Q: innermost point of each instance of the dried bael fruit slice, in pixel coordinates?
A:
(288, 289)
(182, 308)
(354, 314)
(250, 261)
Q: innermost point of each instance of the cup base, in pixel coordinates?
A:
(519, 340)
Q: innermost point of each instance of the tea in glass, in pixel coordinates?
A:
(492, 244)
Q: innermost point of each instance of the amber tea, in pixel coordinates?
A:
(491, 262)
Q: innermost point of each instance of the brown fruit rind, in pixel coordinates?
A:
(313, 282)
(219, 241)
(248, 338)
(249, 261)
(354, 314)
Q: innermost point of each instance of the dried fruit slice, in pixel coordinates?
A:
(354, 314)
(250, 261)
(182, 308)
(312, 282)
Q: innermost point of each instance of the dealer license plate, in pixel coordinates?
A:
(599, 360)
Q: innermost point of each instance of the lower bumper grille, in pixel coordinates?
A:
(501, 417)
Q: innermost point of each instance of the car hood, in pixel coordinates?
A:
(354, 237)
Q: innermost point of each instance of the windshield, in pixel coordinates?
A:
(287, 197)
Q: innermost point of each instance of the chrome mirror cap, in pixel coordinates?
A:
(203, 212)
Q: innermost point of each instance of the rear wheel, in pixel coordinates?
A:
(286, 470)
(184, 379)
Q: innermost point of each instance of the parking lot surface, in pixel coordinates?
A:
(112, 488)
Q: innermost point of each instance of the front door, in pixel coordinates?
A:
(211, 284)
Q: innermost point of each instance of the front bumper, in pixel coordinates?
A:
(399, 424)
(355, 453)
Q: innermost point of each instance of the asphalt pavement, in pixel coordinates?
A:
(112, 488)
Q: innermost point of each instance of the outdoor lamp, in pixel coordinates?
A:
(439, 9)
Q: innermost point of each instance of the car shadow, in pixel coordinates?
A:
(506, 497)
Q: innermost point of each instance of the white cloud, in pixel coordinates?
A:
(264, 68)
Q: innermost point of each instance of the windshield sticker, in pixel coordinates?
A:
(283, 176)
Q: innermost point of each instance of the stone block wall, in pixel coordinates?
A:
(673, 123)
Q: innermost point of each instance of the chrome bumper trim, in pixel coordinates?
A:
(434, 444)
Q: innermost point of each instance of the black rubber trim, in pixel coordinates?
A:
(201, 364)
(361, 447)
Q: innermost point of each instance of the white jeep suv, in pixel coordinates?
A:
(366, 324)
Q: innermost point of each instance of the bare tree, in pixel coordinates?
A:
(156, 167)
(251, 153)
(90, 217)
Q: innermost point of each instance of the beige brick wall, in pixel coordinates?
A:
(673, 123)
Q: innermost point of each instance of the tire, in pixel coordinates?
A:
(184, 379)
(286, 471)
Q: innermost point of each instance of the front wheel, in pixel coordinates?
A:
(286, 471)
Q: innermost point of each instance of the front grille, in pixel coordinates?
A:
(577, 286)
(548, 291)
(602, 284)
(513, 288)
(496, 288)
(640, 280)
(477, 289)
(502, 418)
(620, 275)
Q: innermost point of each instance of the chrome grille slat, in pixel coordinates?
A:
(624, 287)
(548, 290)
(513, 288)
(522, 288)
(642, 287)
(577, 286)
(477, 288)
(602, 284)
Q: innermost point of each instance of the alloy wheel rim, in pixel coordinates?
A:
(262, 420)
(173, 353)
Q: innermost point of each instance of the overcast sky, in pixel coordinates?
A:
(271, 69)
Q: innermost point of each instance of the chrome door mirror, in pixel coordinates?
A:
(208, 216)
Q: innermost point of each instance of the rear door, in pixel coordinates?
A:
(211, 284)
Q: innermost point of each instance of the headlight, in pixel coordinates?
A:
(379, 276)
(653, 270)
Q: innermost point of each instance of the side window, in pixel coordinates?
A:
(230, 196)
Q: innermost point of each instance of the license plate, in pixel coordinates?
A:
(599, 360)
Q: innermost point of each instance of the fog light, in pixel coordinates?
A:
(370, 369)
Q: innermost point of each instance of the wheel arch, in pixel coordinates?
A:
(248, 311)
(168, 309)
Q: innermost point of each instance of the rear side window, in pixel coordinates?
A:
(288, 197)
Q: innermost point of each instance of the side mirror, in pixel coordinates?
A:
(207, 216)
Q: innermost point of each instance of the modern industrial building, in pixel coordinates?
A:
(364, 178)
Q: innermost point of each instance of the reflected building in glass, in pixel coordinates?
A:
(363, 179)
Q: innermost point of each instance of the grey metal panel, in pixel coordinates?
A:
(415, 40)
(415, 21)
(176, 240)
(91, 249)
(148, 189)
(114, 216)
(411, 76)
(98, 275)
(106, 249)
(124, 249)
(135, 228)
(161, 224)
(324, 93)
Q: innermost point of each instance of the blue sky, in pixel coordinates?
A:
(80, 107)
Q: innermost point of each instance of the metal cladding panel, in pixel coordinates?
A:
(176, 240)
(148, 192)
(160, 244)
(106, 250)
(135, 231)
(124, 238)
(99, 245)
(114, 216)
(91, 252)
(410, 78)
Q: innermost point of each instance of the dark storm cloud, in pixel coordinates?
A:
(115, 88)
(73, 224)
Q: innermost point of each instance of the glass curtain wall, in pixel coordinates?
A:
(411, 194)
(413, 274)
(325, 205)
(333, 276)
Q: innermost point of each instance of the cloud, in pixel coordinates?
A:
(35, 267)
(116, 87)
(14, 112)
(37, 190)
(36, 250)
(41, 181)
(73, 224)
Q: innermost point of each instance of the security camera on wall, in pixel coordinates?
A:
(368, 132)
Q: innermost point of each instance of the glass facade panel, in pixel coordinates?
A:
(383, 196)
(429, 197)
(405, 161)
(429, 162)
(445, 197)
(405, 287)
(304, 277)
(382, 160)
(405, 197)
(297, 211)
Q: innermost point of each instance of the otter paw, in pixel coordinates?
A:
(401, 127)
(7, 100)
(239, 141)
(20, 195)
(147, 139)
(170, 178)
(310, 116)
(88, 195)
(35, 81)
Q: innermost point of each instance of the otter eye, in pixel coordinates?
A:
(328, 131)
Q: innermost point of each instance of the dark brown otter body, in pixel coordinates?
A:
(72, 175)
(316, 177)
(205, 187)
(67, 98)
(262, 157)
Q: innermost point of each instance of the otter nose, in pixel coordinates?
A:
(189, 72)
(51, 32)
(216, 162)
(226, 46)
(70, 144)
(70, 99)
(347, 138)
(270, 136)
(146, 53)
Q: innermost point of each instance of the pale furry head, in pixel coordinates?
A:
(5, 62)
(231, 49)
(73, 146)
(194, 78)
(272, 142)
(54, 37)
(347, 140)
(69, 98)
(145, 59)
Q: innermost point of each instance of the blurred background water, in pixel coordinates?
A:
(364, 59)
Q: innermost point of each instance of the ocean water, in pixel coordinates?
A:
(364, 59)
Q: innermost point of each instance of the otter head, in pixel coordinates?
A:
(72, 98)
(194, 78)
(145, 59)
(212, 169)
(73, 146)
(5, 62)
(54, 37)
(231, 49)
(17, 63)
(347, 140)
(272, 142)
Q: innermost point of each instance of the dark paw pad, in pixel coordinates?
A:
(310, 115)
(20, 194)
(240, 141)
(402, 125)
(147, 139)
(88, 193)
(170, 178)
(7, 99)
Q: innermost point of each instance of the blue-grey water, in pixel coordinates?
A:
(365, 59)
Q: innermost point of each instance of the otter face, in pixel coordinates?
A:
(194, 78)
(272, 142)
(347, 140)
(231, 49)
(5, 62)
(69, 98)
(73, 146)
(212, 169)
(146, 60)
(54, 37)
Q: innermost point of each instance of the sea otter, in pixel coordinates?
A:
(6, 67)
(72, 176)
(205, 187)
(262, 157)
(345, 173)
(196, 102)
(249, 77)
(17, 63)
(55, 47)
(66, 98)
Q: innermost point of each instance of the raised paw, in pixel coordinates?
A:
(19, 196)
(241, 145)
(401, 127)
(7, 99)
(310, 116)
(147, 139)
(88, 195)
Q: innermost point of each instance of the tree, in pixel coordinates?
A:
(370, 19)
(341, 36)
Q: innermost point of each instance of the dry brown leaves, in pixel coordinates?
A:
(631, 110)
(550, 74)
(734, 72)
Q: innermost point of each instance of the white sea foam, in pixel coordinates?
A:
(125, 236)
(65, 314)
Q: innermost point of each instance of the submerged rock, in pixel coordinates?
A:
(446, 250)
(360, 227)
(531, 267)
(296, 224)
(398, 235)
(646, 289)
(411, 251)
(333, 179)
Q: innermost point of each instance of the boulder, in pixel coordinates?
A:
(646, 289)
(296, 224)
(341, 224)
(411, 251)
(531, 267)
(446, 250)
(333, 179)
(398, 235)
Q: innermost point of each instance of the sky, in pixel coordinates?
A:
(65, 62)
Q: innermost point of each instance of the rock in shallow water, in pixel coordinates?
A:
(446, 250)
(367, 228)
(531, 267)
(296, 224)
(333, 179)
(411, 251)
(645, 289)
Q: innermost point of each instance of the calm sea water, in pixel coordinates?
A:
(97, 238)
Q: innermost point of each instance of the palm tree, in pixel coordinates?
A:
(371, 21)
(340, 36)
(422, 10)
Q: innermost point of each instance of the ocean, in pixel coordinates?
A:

WORK TO BE COMPLETED: Return every line from the records above that holds the word "white".

RESPONSE:
Q: innermost point of each instance of the white cloud, in pixel coordinates?
Q: innermost point of each instance of the white jeep suv, in pixel coordinates?
Q: innermost point of each instance of the white sea foam, in pixel coordinates?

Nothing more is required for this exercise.